Les faits remontent au 2 février 2017, à Aulnay-sous-Bois (Seine-Saint-Denis). La scène, qui selon les informations du Monde dure huit minutes, a été captée par des caméras de vidéosurveillance de la ville. Quatre policiers en uniforme – dont l’un a été mis hors de cause lors de l’enquête – s’approchent d’un groupe de jeunes installés au pied d’un immeuble, à proximité d’un point de deal, dans le quartier de la Rose-des-Vents. L’un d’eux hausse le ton, ne souhaitant pas se laisser fouiller par les policiers.

Selon franceinfo, un deuxième homme, Théodore Luhaka, âgé de 22 ans, que tout le monde appelle Théo, s’interpose. Les images, qui seront révélées en partie par Europe 1 en janvier 2018, montrent une “empoignade” entre le groupe de jeunes hommes et les policiers, tandis que “le pantalon de Théodore Luhaka était tombé au niveau du bas des fesses, laissant apparaître son caleçon”. Théo tombe ensuite sur un policier, assène un coup de poing à un des fonctionnaires, et ses collègues tentent de maîtriser le jeune homme en le rouant de coups avec une matraque. Alors que Théo est relevé et bloqué contre un muret par les policiers qui tentent de le menotter, l’agent Marc-Antoine C., qui se trouve derrière Théo, lui porte un coup au niveau des fesses avec sa matraque, et le jeune homme s’effondre.

Handicapé à vie

En arrivant au commissariat d’Aulnay-sous-Bois où il est placé en garde à vue, il est victime d’un malaise. Les policiers affirment avoir constaté que Théo “saignait au niveau des fesses”. Le jeune homme, qui est victime d’une perforation rectale, est opéré d’urgence. Il subira par la suite plusieurs interventions chirurgicales, mais restera handicapé à vie. Le soir même, Théo déclare que les policiers l’ont frappé et que l’un d’eux a baissé son pantalon avant d’introduire sa matraque.

******************************

TRAVAIL À FAIRE =>
(1) Pour chaque affirmation, indiquez par oui ou non si elle concorde avec le texte sur les faits d'Aulnay-sous-Bois, en citant à l'identique les mots qui tranchent : (a) la scène a été filmée par des caméras de vidéosurveillance de la ville ; (b) Théodore Luhaka avait 25 ans ; (c) les images ont été révélées en partie par franceinfo.
(2) Modifiez le passage du texte sur les faits d'Aulnay-sous-Bois situé entre « En arrivant au » et « d’introduire sa matraque. », bornes incluses, en remplaçant « commissariat » par « poste de police ».
(3) Selon les informations du Monde citées dans le texte sur les faits d'Aulnay-sous-Bois, combien de temps dure la scène ?
Les enregistrements ne servent à rien ici.

LIGNES DE DONNÉES =>
******************************

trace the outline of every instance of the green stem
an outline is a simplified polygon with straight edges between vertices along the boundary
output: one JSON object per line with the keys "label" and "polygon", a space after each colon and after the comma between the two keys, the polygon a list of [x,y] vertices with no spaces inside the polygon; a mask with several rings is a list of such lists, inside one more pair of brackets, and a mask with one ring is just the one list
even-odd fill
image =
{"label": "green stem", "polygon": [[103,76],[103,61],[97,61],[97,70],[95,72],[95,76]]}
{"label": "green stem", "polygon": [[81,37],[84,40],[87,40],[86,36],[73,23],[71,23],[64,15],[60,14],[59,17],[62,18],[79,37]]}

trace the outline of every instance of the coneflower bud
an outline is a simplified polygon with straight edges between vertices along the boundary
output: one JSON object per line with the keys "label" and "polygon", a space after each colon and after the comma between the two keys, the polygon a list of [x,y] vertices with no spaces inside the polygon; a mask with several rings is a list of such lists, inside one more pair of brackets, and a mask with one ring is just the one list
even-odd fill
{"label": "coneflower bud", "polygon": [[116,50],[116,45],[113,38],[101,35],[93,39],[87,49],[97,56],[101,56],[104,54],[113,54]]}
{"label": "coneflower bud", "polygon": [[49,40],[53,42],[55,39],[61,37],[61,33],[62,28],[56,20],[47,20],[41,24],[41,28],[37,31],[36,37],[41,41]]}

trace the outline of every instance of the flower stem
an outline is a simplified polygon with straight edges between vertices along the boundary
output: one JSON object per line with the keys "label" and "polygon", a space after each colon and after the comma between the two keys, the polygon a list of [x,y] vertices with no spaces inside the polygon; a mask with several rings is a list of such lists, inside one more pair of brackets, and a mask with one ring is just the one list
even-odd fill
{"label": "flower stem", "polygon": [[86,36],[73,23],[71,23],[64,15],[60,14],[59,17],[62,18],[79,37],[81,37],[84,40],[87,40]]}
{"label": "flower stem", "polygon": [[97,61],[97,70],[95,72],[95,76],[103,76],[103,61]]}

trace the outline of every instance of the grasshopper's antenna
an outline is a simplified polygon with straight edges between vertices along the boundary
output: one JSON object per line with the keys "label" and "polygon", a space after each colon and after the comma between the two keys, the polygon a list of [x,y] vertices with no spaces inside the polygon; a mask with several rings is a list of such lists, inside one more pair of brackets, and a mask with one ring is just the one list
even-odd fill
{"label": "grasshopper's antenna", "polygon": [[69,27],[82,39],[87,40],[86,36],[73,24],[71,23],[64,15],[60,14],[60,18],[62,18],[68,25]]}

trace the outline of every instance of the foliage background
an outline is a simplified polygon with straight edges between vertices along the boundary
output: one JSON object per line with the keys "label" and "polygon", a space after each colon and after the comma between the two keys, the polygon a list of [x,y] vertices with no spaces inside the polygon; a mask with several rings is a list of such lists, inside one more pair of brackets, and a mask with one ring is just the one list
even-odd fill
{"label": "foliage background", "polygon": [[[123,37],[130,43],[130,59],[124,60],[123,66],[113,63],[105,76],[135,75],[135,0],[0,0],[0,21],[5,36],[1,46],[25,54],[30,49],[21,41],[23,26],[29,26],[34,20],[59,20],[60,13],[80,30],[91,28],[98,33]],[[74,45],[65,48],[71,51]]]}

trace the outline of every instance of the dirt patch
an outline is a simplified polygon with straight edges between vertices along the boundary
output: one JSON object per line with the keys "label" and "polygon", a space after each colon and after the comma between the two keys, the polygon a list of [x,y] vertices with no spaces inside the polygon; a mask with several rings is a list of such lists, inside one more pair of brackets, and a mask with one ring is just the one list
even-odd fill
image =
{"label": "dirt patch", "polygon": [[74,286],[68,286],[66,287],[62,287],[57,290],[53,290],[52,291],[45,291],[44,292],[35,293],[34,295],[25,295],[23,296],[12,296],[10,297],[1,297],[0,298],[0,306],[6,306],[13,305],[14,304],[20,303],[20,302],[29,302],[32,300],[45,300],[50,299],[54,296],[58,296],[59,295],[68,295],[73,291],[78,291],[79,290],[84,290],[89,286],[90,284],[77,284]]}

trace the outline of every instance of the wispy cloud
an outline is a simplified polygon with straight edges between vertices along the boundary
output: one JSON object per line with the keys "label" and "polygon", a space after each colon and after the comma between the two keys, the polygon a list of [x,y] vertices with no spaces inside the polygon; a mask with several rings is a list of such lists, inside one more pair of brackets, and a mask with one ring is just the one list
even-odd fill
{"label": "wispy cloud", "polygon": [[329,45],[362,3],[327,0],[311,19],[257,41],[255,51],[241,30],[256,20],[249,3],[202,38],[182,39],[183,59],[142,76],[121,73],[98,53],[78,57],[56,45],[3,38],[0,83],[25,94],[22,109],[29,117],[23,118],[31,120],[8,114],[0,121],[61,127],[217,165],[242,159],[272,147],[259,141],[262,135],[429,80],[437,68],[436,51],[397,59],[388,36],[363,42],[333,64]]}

******************************

CORRIGÉS DÉTAILLÉS =>
(1)
(a) Oui : « a été captée par des caméras de vidéosurveillance de la ville ».
(b) Non : « âgé de 22 ans ».
(c) Non : « révélées en partie par Europe 1 en janvier 2018 ».

(2)
En arrivant au poste de police d’Aulnay-sous-Bois où il est placé en garde à vue, il est victime d’un malaise. Les policiers affirment avoir constaté que Théo “saignait au niveau des fesses”. Le jeune homme, qui est victime d’une perforation rectale, est opéré d’urgence. Il subira par la suite plusieurs interventions chirurgicales, mais restera handicapé à vie. Le soir même, Théo déclare que les policiers l’ont frappé et que l’un d’eux a baissé son pantalon avant d’introduire sa matraque.

(3) Huit minutes.